[[ Given information, beginning ]]

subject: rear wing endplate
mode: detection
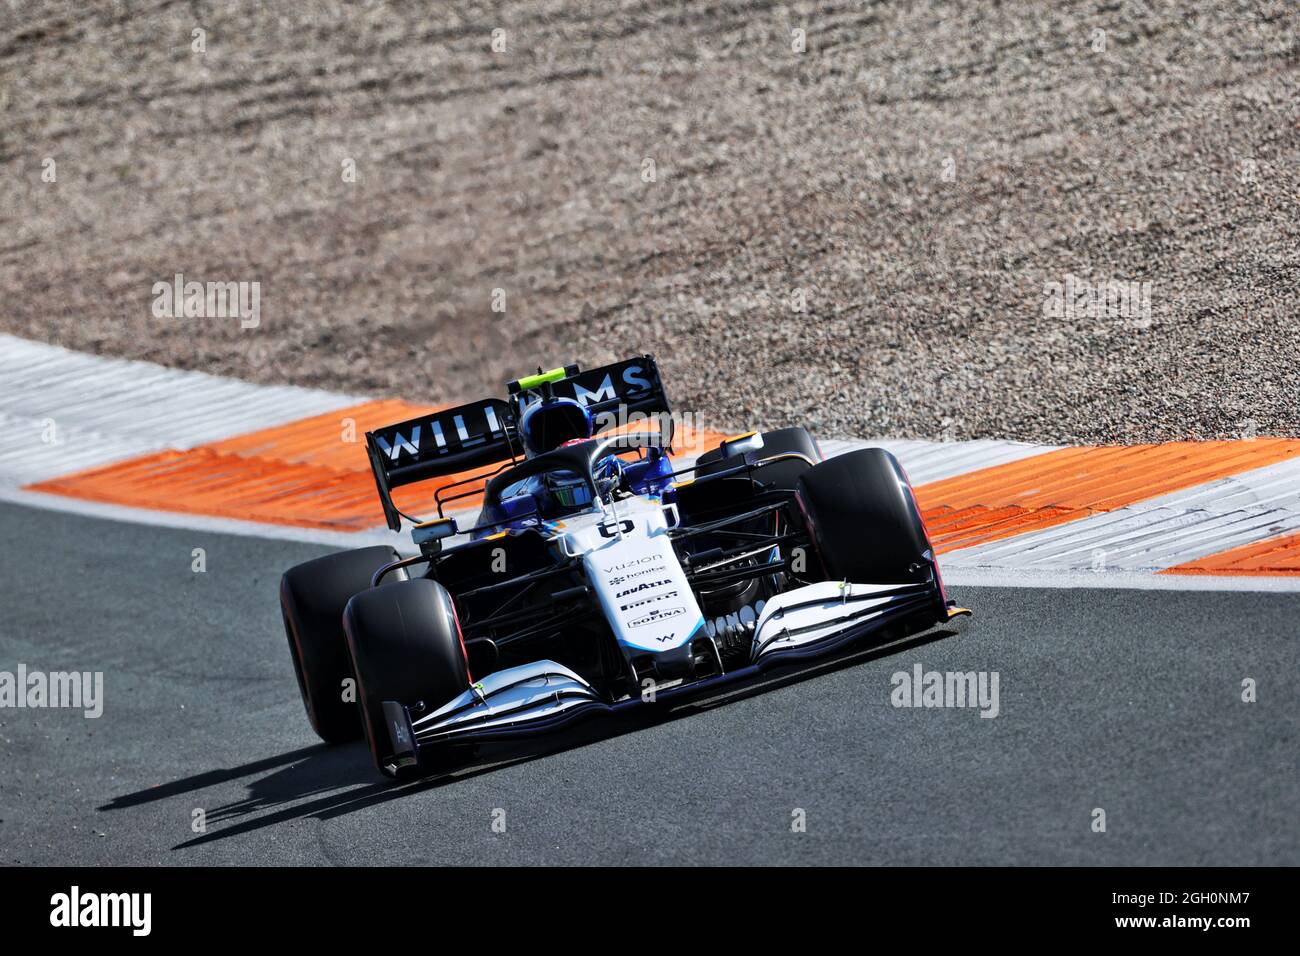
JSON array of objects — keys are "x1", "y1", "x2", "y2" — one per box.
[{"x1": 365, "y1": 398, "x2": 521, "y2": 531}]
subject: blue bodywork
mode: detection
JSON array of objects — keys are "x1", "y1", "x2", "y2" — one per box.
[{"x1": 474, "y1": 443, "x2": 677, "y2": 533}]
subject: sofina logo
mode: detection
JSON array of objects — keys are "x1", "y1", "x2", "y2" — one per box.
[{"x1": 629, "y1": 607, "x2": 684, "y2": 628}]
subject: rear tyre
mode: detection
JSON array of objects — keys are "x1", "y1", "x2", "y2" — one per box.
[
  {"x1": 796, "y1": 448, "x2": 935, "y2": 586},
  {"x1": 280, "y1": 546, "x2": 405, "y2": 744},
  {"x1": 343, "y1": 578, "x2": 471, "y2": 777}
]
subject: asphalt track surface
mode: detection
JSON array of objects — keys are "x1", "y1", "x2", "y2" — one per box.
[{"x1": 1, "y1": 500, "x2": 1296, "y2": 866}]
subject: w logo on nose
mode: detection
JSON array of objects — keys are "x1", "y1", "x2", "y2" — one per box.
[{"x1": 376, "y1": 426, "x2": 421, "y2": 461}]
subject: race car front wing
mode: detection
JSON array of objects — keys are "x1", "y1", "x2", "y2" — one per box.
[{"x1": 381, "y1": 571, "x2": 963, "y2": 767}]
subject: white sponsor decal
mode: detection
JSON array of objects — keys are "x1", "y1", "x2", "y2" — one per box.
[
  {"x1": 615, "y1": 579, "x2": 671, "y2": 598},
  {"x1": 376, "y1": 425, "x2": 421, "y2": 460},
  {"x1": 629, "y1": 606, "x2": 685, "y2": 628},
  {"x1": 602, "y1": 556, "x2": 660, "y2": 574},
  {"x1": 620, "y1": 590, "x2": 678, "y2": 612},
  {"x1": 607, "y1": 564, "x2": 665, "y2": 586}
]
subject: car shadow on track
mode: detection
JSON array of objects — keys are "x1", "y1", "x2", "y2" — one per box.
[{"x1": 101, "y1": 624, "x2": 962, "y2": 851}]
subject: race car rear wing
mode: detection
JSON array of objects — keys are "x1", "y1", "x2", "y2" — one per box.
[
  {"x1": 366, "y1": 398, "x2": 521, "y2": 531},
  {"x1": 507, "y1": 355, "x2": 673, "y2": 445},
  {"x1": 366, "y1": 355, "x2": 672, "y2": 531}
]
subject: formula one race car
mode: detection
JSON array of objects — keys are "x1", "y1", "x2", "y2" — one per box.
[{"x1": 280, "y1": 356, "x2": 969, "y2": 777}]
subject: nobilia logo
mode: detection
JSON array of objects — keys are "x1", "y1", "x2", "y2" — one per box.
[{"x1": 615, "y1": 579, "x2": 671, "y2": 598}]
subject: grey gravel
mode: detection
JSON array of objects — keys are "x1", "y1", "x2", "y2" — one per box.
[{"x1": 1, "y1": 1, "x2": 1296, "y2": 443}]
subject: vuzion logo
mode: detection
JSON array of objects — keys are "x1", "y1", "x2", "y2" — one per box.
[{"x1": 602, "y1": 556, "x2": 659, "y2": 574}]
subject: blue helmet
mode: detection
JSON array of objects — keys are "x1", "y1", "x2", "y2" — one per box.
[{"x1": 519, "y1": 397, "x2": 593, "y2": 456}]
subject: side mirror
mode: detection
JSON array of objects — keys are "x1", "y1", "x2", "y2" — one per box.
[
  {"x1": 411, "y1": 517, "x2": 458, "y2": 554},
  {"x1": 720, "y1": 431, "x2": 764, "y2": 457}
]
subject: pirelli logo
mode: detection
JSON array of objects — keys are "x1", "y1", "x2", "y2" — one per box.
[{"x1": 621, "y1": 590, "x2": 678, "y2": 612}]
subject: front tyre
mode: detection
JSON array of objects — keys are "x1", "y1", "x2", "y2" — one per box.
[
  {"x1": 280, "y1": 546, "x2": 405, "y2": 744},
  {"x1": 796, "y1": 448, "x2": 936, "y2": 587},
  {"x1": 343, "y1": 578, "x2": 471, "y2": 777}
]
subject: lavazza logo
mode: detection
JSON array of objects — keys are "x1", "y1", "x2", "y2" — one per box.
[
  {"x1": 615, "y1": 579, "x2": 671, "y2": 598},
  {"x1": 50, "y1": 886, "x2": 151, "y2": 936}
]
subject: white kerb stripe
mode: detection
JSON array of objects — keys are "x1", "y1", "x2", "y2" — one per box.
[{"x1": 0, "y1": 334, "x2": 358, "y2": 487}]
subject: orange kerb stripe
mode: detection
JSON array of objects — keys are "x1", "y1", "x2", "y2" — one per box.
[
  {"x1": 27, "y1": 400, "x2": 437, "y2": 530},
  {"x1": 914, "y1": 439, "x2": 1300, "y2": 553},
  {"x1": 26, "y1": 401, "x2": 730, "y2": 531},
  {"x1": 1161, "y1": 533, "x2": 1300, "y2": 576}
]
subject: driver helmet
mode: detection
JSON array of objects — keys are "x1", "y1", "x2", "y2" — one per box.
[{"x1": 519, "y1": 397, "x2": 593, "y2": 456}]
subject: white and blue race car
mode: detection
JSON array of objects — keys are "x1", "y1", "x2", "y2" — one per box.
[{"x1": 280, "y1": 356, "x2": 969, "y2": 777}]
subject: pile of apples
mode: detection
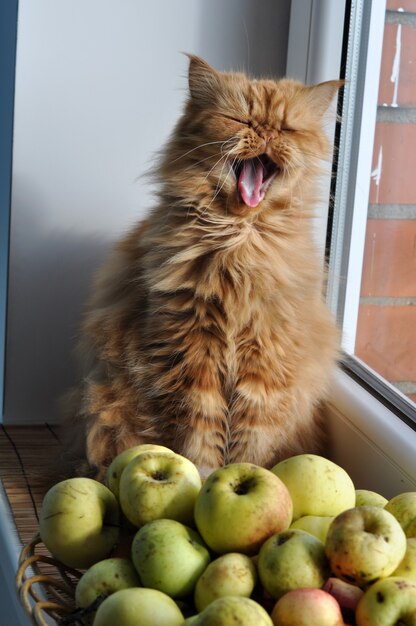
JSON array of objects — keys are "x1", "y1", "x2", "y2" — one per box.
[{"x1": 38, "y1": 444, "x2": 416, "y2": 626}]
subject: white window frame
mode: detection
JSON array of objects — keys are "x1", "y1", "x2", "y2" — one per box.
[
  {"x1": 287, "y1": 0, "x2": 416, "y2": 494},
  {"x1": 286, "y1": 0, "x2": 346, "y2": 258},
  {"x1": 326, "y1": 0, "x2": 386, "y2": 353}
]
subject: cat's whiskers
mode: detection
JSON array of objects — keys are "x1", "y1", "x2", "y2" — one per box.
[
  {"x1": 171, "y1": 140, "x2": 230, "y2": 164},
  {"x1": 199, "y1": 154, "x2": 238, "y2": 219},
  {"x1": 183, "y1": 150, "x2": 230, "y2": 220},
  {"x1": 195, "y1": 152, "x2": 230, "y2": 193},
  {"x1": 183, "y1": 152, "x2": 231, "y2": 221},
  {"x1": 212, "y1": 152, "x2": 235, "y2": 200},
  {"x1": 184, "y1": 137, "x2": 237, "y2": 169}
]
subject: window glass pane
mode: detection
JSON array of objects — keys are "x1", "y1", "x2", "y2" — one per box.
[{"x1": 354, "y1": 3, "x2": 416, "y2": 404}]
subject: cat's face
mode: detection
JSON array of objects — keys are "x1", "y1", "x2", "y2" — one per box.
[{"x1": 165, "y1": 56, "x2": 342, "y2": 217}]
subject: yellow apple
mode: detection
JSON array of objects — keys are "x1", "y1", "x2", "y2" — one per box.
[
  {"x1": 106, "y1": 444, "x2": 173, "y2": 498},
  {"x1": 385, "y1": 492, "x2": 416, "y2": 538},
  {"x1": 39, "y1": 477, "x2": 120, "y2": 569},
  {"x1": 131, "y1": 519, "x2": 210, "y2": 598},
  {"x1": 355, "y1": 489, "x2": 387, "y2": 508},
  {"x1": 190, "y1": 596, "x2": 273, "y2": 625},
  {"x1": 194, "y1": 552, "x2": 257, "y2": 611},
  {"x1": 75, "y1": 558, "x2": 140, "y2": 611},
  {"x1": 119, "y1": 451, "x2": 201, "y2": 527},
  {"x1": 325, "y1": 506, "x2": 407, "y2": 587},
  {"x1": 92, "y1": 587, "x2": 184, "y2": 626},
  {"x1": 391, "y1": 538, "x2": 416, "y2": 581},
  {"x1": 356, "y1": 577, "x2": 416, "y2": 626},
  {"x1": 194, "y1": 463, "x2": 292, "y2": 555},
  {"x1": 258, "y1": 529, "x2": 330, "y2": 599},
  {"x1": 271, "y1": 454, "x2": 355, "y2": 521},
  {"x1": 290, "y1": 515, "x2": 334, "y2": 543}
]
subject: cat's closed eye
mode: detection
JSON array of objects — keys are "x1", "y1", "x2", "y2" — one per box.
[{"x1": 223, "y1": 114, "x2": 252, "y2": 127}]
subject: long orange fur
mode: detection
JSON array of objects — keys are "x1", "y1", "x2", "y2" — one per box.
[{"x1": 62, "y1": 56, "x2": 342, "y2": 479}]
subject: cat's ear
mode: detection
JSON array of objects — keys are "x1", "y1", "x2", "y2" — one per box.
[
  {"x1": 186, "y1": 54, "x2": 220, "y2": 105},
  {"x1": 306, "y1": 80, "x2": 345, "y2": 117}
]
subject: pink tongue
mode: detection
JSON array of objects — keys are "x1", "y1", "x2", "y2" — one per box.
[{"x1": 238, "y1": 159, "x2": 265, "y2": 207}]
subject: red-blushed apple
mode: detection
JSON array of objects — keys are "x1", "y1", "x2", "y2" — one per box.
[
  {"x1": 194, "y1": 463, "x2": 293, "y2": 555},
  {"x1": 131, "y1": 519, "x2": 210, "y2": 598},
  {"x1": 391, "y1": 537, "x2": 416, "y2": 581},
  {"x1": 355, "y1": 489, "x2": 387, "y2": 508},
  {"x1": 325, "y1": 506, "x2": 407, "y2": 587},
  {"x1": 190, "y1": 596, "x2": 274, "y2": 625},
  {"x1": 92, "y1": 587, "x2": 184, "y2": 626},
  {"x1": 323, "y1": 577, "x2": 363, "y2": 612},
  {"x1": 106, "y1": 444, "x2": 173, "y2": 498},
  {"x1": 194, "y1": 552, "x2": 257, "y2": 611},
  {"x1": 385, "y1": 492, "x2": 416, "y2": 538},
  {"x1": 119, "y1": 450, "x2": 201, "y2": 527},
  {"x1": 39, "y1": 477, "x2": 120, "y2": 569},
  {"x1": 258, "y1": 529, "x2": 330, "y2": 599},
  {"x1": 270, "y1": 588, "x2": 344, "y2": 626},
  {"x1": 271, "y1": 454, "x2": 355, "y2": 521},
  {"x1": 355, "y1": 577, "x2": 416, "y2": 626}
]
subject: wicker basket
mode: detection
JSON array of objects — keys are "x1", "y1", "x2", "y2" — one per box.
[{"x1": 16, "y1": 534, "x2": 83, "y2": 626}]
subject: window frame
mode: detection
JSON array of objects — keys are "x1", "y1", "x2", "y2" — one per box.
[{"x1": 288, "y1": 0, "x2": 416, "y2": 431}]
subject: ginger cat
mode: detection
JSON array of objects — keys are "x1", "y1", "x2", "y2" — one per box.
[{"x1": 63, "y1": 55, "x2": 342, "y2": 479}]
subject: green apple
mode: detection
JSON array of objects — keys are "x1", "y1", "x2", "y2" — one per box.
[
  {"x1": 194, "y1": 463, "x2": 292, "y2": 555},
  {"x1": 355, "y1": 489, "x2": 388, "y2": 508},
  {"x1": 131, "y1": 519, "x2": 210, "y2": 598},
  {"x1": 391, "y1": 538, "x2": 416, "y2": 581},
  {"x1": 119, "y1": 451, "x2": 201, "y2": 527},
  {"x1": 92, "y1": 587, "x2": 184, "y2": 626},
  {"x1": 106, "y1": 444, "x2": 173, "y2": 498},
  {"x1": 290, "y1": 515, "x2": 334, "y2": 543},
  {"x1": 355, "y1": 577, "x2": 416, "y2": 626},
  {"x1": 258, "y1": 529, "x2": 330, "y2": 599},
  {"x1": 190, "y1": 596, "x2": 273, "y2": 625},
  {"x1": 194, "y1": 552, "x2": 257, "y2": 611},
  {"x1": 39, "y1": 477, "x2": 120, "y2": 569},
  {"x1": 270, "y1": 588, "x2": 344, "y2": 626},
  {"x1": 385, "y1": 492, "x2": 416, "y2": 538},
  {"x1": 75, "y1": 557, "x2": 140, "y2": 612},
  {"x1": 271, "y1": 454, "x2": 355, "y2": 521},
  {"x1": 325, "y1": 506, "x2": 407, "y2": 587}
]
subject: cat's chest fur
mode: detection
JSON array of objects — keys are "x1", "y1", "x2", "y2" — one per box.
[
  {"x1": 141, "y1": 215, "x2": 314, "y2": 391},
  {"x1": 147, "y1": 215, "x2": 297, "y2": 309}
]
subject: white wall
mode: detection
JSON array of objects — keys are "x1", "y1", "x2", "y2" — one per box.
[{"x1": 5, "y1": 0, "x2": 291, "y2": 423}]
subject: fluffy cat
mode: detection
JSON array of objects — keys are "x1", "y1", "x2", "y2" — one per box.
[{"x1": 63, "y1": 55, "x2": 342, "y2": 479}]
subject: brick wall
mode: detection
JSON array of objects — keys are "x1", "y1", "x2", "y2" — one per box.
[{"x1": 355, "y1": 2, "x2": 416, "y2": 403}]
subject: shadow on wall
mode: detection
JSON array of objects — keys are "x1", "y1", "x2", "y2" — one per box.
[
  {"x1": 198, "y1": 0, "x2": 291, "y2": 77},
  {"x1": 5, "y1": 177, "x2": 112, "y2": 424},
  {"x1": 4, "y1": 0, "x2": 291, "y2": 425}
]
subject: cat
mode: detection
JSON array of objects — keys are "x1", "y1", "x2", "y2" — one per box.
[{"x1": 62, "y1": 55, "x2": 343, "y2": 480}]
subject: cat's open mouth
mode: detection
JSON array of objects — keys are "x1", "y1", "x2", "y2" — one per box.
[{"x1": 233, "y1": 154, "x2": 280, "y2": 208}]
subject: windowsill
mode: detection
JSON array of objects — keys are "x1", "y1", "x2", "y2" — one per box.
[
  {"x1": 1, "y1": 373, "x2": 415, "y2": 625},
  {"x1": 327, "y1": 368, "x2": 416, "y2": 497}
]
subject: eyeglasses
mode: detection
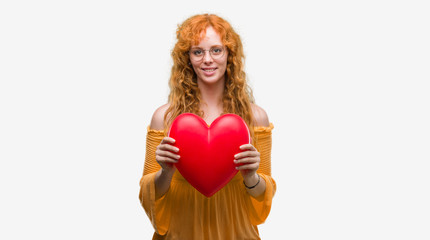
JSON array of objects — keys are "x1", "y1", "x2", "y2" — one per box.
[{"x1": 189, "y1": 46, "x2": 226, "y2": 61}]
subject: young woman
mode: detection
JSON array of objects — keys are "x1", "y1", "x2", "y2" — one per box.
[{"x1": 139, "y1": 14, "x2": 276, "y2": 239}]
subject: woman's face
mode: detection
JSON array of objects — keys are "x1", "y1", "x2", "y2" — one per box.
[{"x1": 189, "y1": 26, "x2": 228, "y2": 86}]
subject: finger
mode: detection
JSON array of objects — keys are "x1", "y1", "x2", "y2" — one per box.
[
  {"x1": 234, "y1": 151, "x2": 259, "y2": 159},
  {"x1": 239, "y1": 144, "x2": 256, "y2": 151},
  {"x1": 161, "y1": 137, "x2": 176, "y2": 144},
  {"x1": 158, "y1": 144, "x2": 179, "y2": 153},
  {"x1": 234, "y1": 157, "x2": 259, "y2": 165},
  {"x1": 235, "y1": 163, "x2": 259, "y2": 171},
  {"x1": 156, "y1": 155, "x2": 179, "y2": 163},
  {"x1": 156, "y1": 149, "x2": 180, "y2": 160}
]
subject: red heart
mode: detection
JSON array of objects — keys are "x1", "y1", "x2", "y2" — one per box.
[{"x1": 168, "y1": 113, "x2": 250, "y2": 197}]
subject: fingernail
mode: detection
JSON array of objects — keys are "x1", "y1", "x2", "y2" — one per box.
[
  {"x1": 234, "y1": 154, "x2": 238, "y2": 158},
  {"x1": 235, "y1": 167, "x2": 239, "y2": 170},
  {"x1": 175, "y1": 148, "x2": 179, "y2": 152}
]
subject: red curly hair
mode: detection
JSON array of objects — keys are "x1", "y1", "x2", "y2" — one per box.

[[ Given information, end ]]

● **Your instructions**
Please reproduce, word for word, every line from the first line of the records above through the line containing "subject: white sponsor decal", and leave out the pictures.

● **Task result**
subject: rear wing endplate
mode: detection
JSON array of objects — keys are "x1", "y1", "x2", "y2" — one per box.
[{"x1": 365, "y1": 398, "x2": 521, "y2": 531}]
subject: blue bodywork
mode: detection
JSON array of objects — keys are "x1", "y1", "x2", "y2" — one per box.
[{"x1": 474, "y1": 443, "x2": 677, "y2": 533}]
subject: sofina logo
mode: detection
JSON array of objects — keys are "x1", "y1", "x2", "y2" — one per box.
[{"x1": 629, "y1": 607, "x2": 684, "y2": 628}]
subject: rear tyre
mode: detection
JSON array of objects — keys are "x1", "y1", "x2", "y2" — one per box.
[
  {"x1": 796, "y1": 448, "x2": 935, "y2": 586},
  {"x1": 280, "y1": 546, "x2": 405, "y2": 744},
  {"x1": 343, "y1": 578, "x2": 471, "y2": 777}
]
subject: asphalt track surface
mode: detection
JSON array of objects — keys are "x1", "y1", "x2", "y2" — one per box.
[{"x1": 1, "y1": 500, "x2": 1296, "y2": 866}]
subject: w logo on nose
mode: detection
JSON array of objects — keys are "x1", "y1", "x2", "y2" — one per box.
[{"x1": 376, "y1": 426, "x2": 421, "y2": 461}]
subject: race car front wing
mode: detection
JSON array of objects — keys are "x1", "y1", "x2", "y2" — one per box.
[{"x1": 381, "y1": 571, "x2": 963, "y2": 767}]
subject: white sponsor decal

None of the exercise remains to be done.